▶ **Page extract**
########################################

This page explains a narrow but important LBTT relief for land transactions involving building societies in Scotland. Where the transaction happens because building societies are formally combining or one society is taking over another’s engagements under the Building Societies Act 1986, the transaction can be fully relieved from LBTT. The key point is that the relief applies only in specific statutory situations.

What this rule is about

LBTT is normally charged on chargeable land transactions in Scotland. But some transactions are relieved because they are part of a wider legal reorganisation rather than an ordinary purchase.

This relief covers certain transactions involving building societies. It is aimed at cases where land changes hands because building societies are being merged or reorganised under the statutory procedures in the Building Societies Act 1986.

In this context, “building society” has the meaning given by section 119(1) of the Building Societies Act 1986. The source material states that this means a building society incorporated, or treated as incorporated, under that Act.

What the official source says

The official guidance says that full relief is available for a land transaction “effected by or in consequence of” either of the following:

  • an amalgamation of two or more building societies under section 93 of the Building Societies Act 1986, or
  • a transfer of engagements between building societies under section 94 of that Act.

The relief is provided by schedule 13B to the Land and Buildings Transaction Tax (Scotland) Act 2013, inserted by the Land and Buildings Transaction Tax (Addition and Modification of Reliefs) (Scotland) Order 2015.

The wording matters. The transaction must not merely involve a building society in some loose commercial sense. It must be connected to one of the specified statutory processes, and the connection must be strong enough that the transaction is effected by that process or occurs in consequence of it.

What this means in practice

If land in Scotland is transferred as part of a qualifying amalgamation or transfer of engagements between building societies, LBTT may not be payable on that land transaction because full relief can be claimed.

This is most likely to matter where:

  • property held by one building society passes to another as part of a formal merger, or
  • land transfers because one building society takes over another’s business under the statutory transfer of engagements procedure.

The relief is not described as a general exemption for any transaction involving a building society. It is targeted at statutory restructuring events under sections 93 or 94 of the 1986 Act.

The source also indicates that the relief must be claimed. In practice, that means the transaction should be considered when preparing the LBTT return, and the claim should be made in the way Revenue Scotland requires for LBTT returns.

########################################

[Entries from a pointing dataset]
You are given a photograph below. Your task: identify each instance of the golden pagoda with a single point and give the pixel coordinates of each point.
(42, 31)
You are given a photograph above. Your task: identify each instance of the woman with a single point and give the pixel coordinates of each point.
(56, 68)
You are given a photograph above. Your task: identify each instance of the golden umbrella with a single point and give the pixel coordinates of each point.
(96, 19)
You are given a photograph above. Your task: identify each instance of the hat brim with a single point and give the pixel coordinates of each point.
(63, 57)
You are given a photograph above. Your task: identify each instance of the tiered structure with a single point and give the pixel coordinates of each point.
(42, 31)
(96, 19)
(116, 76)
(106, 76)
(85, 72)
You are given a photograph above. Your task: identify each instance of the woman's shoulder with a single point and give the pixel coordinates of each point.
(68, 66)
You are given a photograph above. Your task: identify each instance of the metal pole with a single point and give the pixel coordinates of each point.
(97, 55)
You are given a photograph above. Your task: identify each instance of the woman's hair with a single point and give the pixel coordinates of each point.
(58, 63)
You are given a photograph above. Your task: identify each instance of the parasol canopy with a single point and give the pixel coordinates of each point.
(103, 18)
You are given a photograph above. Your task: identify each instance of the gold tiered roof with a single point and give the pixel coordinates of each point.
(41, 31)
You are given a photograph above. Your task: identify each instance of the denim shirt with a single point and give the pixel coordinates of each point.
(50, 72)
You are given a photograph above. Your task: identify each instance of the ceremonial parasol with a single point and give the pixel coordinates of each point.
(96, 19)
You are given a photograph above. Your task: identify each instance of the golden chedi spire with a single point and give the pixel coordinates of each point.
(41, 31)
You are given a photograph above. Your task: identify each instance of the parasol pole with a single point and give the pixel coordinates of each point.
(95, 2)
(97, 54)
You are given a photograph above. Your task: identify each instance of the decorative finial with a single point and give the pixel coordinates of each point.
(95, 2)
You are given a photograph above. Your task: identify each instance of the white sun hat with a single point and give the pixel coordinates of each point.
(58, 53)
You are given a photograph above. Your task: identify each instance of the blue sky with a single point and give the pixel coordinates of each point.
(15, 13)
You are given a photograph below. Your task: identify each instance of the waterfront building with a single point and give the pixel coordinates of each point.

########################################

▶ **What to work on**
1. According to the LBTT relief page, which provision provides the relief?
2. Rewrite the entries from the line containing "of the white" through the last entry, putting "clear sky" where "blue sky" stands and changing nothing else. Give only those lines.

▶ **Written answers**
1. Schedule 13B to the Land and Buildings Transaction Tax (Scotland) Act 2013, inserted by the Land and Buildings Transaction Tax (Addition and Modification of Reliefs) (Scotland) Order 2015.

2.
You are given a photograph above. Your task: identify each instance of the white sun hat with a single point and give the pixel coordinates of each point.
(58, 53)
You are given a photograph above. Your task: identify each instance of the clear sky with a single point and give the pixel coordinates of each point.
(15, 13)
You are given a photograph below. Your task: identify each instance of the waterfront building with a single point and give the pixel coordinates of each point.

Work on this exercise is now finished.